Segment Start: TEXT SEGMENT
Wednesday, April 7, 2010

Some sanity on network neutrality

PC World writes that the courts have ruled against the FCC for throttling BitTorrent connections:

The FCC lacked "any statutorily mandated responsibility" to enforce network neutrality rules, wrote Judge David Tatel.


As I wrote before, I didn't understand how the FCC had this authority:

Part of my curiosity is exactly how the FCC has the jurisdiction to do this. The last I heard, network neutrality was voted down in Congress. Did it come up again with no one noticing, or is the FCC just reaching again?


I want a neutral network, but I don't see much our governments can do to help. I'm glad to hear that at the very least, the FCC must await enabling legislation to do any of this nonsense. It means that U.S. agencies are still to some degree bound by law.

It's a good thing in this case, too. The FCC wanted to prevent Comcast from throttling traffic. How is this really going to work out profitably in the long run?
Segment End: TEXT SEGMENT
Copy out the entire blog post on network neutrality word for word. The data that come next are separate from the post above.
Segment Start: EXCERPTED DATA
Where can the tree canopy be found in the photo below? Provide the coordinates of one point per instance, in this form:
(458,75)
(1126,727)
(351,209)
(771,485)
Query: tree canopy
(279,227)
Segment End: EXCERPTED DATA
Segment Start: EXCERPTED DATA
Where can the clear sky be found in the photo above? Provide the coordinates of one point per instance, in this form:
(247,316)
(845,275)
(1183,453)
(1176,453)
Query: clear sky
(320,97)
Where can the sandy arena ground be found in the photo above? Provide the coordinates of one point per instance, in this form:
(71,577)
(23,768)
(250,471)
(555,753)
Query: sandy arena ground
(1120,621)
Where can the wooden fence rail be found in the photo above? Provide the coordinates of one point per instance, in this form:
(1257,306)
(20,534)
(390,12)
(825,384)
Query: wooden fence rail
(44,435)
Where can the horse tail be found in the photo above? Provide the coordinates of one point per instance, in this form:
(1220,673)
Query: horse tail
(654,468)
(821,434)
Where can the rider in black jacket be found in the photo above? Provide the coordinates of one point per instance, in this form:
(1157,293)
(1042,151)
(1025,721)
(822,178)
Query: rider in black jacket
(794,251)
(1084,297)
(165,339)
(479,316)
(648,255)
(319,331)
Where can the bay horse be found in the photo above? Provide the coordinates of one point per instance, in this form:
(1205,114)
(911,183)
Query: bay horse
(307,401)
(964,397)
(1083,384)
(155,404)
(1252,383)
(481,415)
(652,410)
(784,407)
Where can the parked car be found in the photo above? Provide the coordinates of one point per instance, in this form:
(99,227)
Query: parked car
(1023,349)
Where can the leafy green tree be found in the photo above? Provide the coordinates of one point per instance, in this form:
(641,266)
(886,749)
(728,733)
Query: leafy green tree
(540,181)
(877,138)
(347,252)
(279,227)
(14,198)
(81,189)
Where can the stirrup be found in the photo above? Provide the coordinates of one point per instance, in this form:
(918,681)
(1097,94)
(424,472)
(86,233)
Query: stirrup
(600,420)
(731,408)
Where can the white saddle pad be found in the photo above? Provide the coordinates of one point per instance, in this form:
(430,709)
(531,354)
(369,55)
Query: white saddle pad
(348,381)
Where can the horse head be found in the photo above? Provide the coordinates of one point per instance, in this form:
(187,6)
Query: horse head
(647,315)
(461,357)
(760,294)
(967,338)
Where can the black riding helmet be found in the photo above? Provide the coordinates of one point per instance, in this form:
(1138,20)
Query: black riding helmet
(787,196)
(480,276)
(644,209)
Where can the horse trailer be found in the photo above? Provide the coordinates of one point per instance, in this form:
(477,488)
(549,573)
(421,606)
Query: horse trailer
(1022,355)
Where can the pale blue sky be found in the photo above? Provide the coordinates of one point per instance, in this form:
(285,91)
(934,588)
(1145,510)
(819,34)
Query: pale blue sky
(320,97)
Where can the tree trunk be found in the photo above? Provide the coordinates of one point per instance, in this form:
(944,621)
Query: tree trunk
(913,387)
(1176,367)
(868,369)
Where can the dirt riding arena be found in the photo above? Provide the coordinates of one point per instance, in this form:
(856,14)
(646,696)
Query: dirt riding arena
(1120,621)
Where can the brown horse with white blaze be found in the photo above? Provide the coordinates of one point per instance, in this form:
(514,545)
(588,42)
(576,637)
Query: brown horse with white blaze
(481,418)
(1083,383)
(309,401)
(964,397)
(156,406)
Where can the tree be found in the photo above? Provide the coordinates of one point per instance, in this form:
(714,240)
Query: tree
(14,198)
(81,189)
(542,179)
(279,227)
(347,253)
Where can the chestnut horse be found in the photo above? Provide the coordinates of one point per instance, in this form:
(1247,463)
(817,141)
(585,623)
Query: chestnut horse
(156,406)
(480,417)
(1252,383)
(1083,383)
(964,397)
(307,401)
Segment End: EXCERPTED DATA
▶ [TASK SOLUTION]:
Wednesday, April 7, 2010

Some sanity on network neutrality

PC World writes that the courts have ruled against the FCC for throttling BitTorrent connections:

The FCC lacked "any statutorily mandated responsibility" to enforce network neutrality rules, wrote Judge David Tatel.


As I wrote before, I didn't understand how the FCC had this authority:

Part of my curiosity is exactly how the FCC has the jurisdiction to do this. The last I heard, network neutrality was voted down in Congress. Did it come up again with no one noticing, or is the FCC just reaching again?


I want a neutral network, but I don't see much our governments can do to help. I'm glad to hear that at the very least, the FCC must await enabling legislation to do any of this nonsense. It means that U.S. agencies are still to some degree bound by law.

It's a good thing in this case, too. The FCC wanted to prevent Comcast from throttling traffic. How is this really going to work out profitably in the long run?